Work instructions - Say how many lines of the listing below hold the word "stack". Give only that number.
────────────────────────────────────────
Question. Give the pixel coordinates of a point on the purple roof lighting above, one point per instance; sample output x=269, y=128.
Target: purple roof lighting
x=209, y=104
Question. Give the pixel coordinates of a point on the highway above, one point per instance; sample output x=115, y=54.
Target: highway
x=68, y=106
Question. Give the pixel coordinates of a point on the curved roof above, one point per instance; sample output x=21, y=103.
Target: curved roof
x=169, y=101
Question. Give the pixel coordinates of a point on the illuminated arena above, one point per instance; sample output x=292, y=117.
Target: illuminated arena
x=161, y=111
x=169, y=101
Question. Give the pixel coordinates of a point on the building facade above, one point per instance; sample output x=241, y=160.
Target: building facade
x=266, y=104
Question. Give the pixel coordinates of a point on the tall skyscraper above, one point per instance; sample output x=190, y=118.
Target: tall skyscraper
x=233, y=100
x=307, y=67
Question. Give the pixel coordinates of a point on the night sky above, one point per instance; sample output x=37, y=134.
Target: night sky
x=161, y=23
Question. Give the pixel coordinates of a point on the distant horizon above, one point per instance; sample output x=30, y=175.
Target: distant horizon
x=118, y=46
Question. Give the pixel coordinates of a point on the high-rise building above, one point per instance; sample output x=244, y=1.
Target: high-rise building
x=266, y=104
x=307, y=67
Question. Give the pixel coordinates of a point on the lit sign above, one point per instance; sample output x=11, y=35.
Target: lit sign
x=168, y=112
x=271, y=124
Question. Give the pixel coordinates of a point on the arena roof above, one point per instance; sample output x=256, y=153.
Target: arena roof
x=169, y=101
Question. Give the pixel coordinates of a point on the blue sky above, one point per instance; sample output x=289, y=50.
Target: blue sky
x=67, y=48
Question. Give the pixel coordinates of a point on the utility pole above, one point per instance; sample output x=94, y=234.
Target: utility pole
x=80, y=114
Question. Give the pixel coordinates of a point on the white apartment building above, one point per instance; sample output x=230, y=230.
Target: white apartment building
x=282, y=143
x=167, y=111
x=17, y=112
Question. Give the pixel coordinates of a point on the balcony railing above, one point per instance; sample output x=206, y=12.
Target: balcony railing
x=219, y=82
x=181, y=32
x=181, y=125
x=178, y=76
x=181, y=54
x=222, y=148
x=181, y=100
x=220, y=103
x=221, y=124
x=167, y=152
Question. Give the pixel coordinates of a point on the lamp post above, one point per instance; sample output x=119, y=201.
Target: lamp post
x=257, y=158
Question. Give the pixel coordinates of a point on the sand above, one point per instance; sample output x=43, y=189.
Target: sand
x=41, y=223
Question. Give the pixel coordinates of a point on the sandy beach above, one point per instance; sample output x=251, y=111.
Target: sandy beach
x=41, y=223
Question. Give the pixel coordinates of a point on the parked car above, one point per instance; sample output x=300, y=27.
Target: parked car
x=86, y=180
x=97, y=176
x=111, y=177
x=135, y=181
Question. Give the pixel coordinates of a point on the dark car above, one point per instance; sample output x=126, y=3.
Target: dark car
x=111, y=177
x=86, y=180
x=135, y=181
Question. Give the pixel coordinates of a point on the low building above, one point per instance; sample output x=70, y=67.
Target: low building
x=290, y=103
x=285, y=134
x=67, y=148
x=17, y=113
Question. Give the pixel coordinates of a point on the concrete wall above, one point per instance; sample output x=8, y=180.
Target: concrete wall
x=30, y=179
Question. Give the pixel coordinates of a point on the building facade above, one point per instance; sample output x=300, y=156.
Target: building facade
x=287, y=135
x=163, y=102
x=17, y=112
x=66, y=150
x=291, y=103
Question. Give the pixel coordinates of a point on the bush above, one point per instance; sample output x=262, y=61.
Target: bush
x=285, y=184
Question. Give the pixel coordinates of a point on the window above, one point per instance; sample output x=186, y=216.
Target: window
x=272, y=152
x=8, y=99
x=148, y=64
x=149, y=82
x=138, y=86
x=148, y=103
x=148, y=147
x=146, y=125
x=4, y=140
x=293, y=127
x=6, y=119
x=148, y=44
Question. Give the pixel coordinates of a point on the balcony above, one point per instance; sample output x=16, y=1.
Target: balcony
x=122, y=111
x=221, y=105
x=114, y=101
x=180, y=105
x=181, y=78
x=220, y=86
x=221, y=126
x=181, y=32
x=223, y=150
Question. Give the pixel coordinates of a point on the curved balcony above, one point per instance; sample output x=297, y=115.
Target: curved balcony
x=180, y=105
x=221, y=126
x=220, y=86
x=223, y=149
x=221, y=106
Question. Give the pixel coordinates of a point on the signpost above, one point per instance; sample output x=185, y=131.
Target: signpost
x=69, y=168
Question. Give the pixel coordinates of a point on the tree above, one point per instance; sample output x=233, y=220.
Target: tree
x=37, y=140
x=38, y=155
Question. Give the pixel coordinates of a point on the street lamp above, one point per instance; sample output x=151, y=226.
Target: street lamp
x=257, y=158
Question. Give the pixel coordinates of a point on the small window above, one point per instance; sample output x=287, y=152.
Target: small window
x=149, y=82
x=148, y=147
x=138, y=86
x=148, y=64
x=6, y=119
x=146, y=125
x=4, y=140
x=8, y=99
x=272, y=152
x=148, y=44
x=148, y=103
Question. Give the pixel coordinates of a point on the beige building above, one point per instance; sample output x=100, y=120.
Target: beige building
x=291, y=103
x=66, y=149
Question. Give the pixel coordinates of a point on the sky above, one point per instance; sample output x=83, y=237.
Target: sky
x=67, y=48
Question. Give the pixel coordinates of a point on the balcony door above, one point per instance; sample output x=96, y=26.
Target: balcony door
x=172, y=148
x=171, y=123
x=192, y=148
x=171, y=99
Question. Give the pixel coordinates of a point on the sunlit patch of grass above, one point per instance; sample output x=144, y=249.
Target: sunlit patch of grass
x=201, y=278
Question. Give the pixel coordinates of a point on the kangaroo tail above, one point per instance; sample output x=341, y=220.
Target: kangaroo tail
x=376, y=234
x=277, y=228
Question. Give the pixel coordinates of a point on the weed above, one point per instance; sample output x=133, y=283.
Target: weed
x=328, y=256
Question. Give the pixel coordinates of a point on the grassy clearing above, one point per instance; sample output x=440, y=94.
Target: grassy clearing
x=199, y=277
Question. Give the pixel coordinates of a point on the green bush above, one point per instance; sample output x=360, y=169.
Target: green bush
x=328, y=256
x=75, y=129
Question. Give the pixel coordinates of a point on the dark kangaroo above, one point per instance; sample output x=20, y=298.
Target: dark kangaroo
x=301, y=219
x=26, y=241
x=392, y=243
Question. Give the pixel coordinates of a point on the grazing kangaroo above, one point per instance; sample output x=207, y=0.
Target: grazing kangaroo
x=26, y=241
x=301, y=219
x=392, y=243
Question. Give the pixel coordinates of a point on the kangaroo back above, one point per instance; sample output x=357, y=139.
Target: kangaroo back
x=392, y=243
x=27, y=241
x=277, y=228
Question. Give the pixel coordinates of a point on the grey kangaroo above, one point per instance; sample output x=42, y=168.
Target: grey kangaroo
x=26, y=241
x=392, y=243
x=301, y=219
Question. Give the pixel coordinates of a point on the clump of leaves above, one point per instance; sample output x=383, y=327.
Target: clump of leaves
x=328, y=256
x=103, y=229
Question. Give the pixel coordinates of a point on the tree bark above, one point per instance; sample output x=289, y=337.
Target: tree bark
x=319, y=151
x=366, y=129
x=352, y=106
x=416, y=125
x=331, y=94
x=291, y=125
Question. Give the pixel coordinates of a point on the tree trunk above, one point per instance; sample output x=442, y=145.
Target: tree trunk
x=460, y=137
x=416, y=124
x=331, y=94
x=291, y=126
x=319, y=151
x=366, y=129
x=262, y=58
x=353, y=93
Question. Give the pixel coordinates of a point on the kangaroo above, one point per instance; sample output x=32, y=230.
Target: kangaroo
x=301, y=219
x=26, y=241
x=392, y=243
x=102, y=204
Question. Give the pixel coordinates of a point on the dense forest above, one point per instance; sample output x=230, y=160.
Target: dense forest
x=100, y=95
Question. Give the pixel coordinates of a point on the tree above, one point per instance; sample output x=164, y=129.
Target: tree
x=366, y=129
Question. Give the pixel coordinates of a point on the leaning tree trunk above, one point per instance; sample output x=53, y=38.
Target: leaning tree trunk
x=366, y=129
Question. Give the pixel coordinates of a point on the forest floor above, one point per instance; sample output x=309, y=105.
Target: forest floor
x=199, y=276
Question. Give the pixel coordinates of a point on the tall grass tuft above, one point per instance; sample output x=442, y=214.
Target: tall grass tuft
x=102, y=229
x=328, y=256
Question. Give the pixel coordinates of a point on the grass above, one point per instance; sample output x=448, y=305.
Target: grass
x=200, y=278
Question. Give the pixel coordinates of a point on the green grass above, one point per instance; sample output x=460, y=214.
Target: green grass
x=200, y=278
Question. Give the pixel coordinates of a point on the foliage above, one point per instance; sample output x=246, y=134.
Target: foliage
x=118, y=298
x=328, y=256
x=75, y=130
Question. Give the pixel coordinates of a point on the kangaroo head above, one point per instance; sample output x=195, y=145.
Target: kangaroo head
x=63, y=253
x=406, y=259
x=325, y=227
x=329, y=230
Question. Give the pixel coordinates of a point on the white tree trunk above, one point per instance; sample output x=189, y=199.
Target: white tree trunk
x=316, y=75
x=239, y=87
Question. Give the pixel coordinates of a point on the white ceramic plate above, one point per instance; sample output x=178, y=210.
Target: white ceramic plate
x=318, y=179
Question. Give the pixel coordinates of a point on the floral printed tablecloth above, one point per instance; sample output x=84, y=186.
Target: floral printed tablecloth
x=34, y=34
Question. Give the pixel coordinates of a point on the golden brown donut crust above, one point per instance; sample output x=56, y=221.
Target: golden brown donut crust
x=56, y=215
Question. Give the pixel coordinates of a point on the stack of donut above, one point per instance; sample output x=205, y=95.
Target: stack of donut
────────────────────────────────────────
Answer to this task - 2